Task instructions | Starting at the line containing "Target: long wavy hair" and continuing through the end of the entries, give every line as a numbered list, skipping blank lines and leaving out the pictures.

Provided records |
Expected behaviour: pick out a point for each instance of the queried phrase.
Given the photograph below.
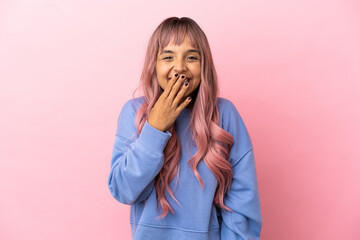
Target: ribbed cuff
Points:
(153, 139)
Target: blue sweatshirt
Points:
(137, 159)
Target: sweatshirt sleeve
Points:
(245, 221)
(135, 162)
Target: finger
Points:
(181, 93)
(184, 104)
(174, 90)
(170, 84)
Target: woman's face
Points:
(181, 59)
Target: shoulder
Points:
(126, 119)
(228, 111)
(232, 122)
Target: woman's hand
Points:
(166, 109)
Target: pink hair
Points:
(213, 143)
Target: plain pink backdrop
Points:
(67, 67)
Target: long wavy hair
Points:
(213, 143)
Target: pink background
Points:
(292, 68)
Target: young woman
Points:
(182, 157)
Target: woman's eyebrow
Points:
(169, 51)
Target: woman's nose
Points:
(179, 66)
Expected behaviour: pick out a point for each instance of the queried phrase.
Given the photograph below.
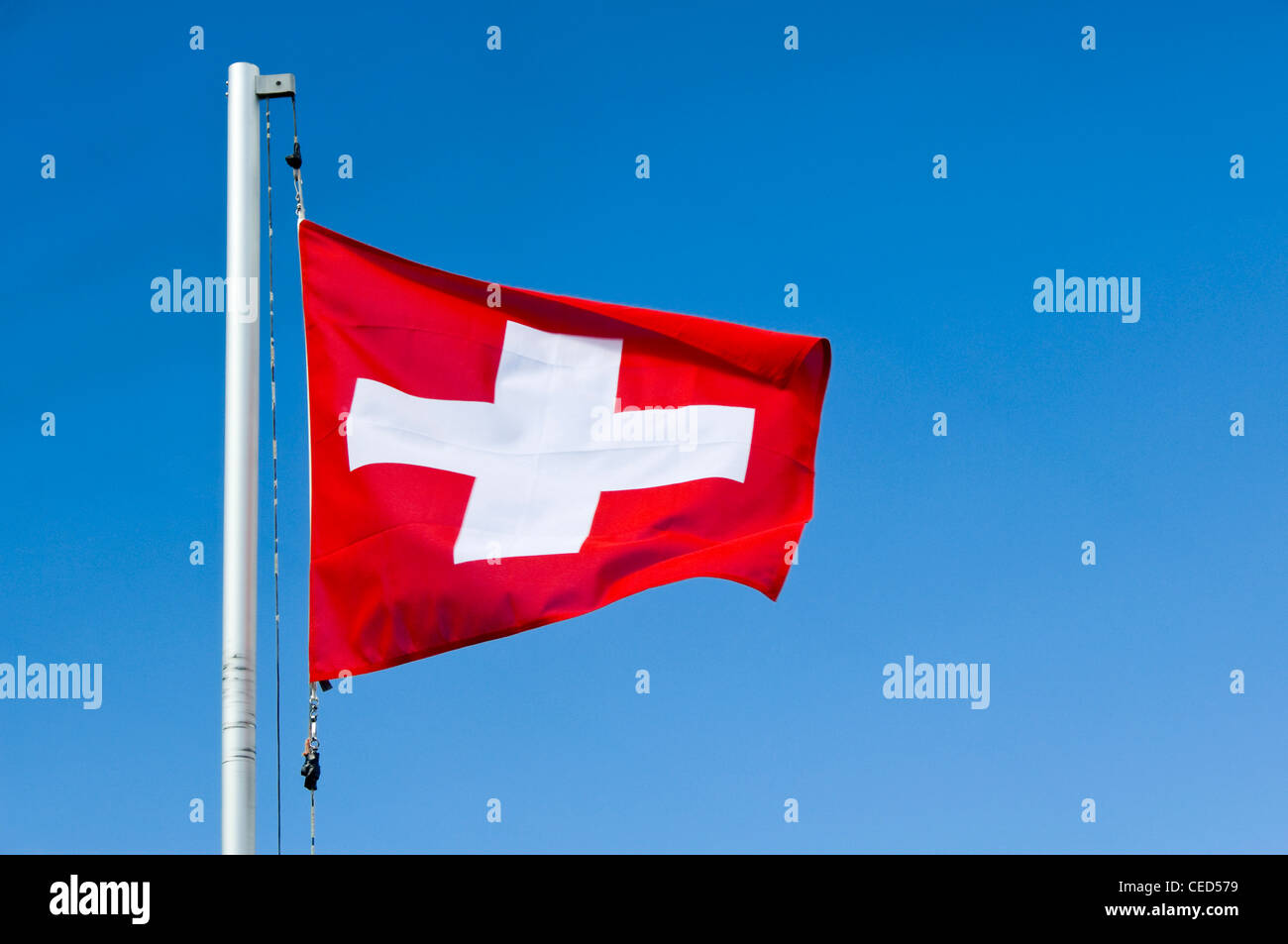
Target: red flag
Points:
(485, 460)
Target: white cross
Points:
(537, 464)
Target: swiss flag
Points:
(485, 460)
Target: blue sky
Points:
(768, 166)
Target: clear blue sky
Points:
(768, 166)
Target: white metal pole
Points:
(241, 458)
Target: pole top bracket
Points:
(279, 85)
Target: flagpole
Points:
(241, 458)
(241, 451)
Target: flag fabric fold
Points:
(485, 460)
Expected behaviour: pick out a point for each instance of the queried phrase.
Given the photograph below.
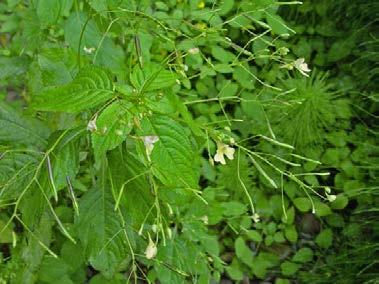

Full answer |
1. Target: long wavy hair
2. Points:
3. (213, 143)
4. Target: pink background
5. Points:
6. (292, 68)
7. Target: young woman
8. Points:
9. (182, 157)
10. Target: woman's eyebrow
11. Points:
12. (169, 51)
13. Target: woman's nose
14. Points:
15. (179, 66)
16. Expected behaviour: pick out a point for each instance of the queried phrase.
17. Given the photograph below.
18. Target: red flag
19. Points:
20. (485, 460)
21. Target: white cross
22. Points:
23. (537, 464)
24. Target: swiss flag
25. Points:
26. (485, 460)
27. Target: blue sky
28. Points:
29. (768, 166)
30. Target: clear blue sky
31. Points:
32. (768, 166)
33. Target: white metal pole
34. Points:
35. (241, 458)
36. Target: pole top bracket
37. Points:
38. (279, 85)
39. Target: flagpole
40. Points:
41. (241, 458)
42. (241, 451)
43. Target: flag fabric fold
44. Points:
45. (485, 460)
46. Expected behaviour: pick out a point for each instance of the queried phrase.
47. Given the photograph below.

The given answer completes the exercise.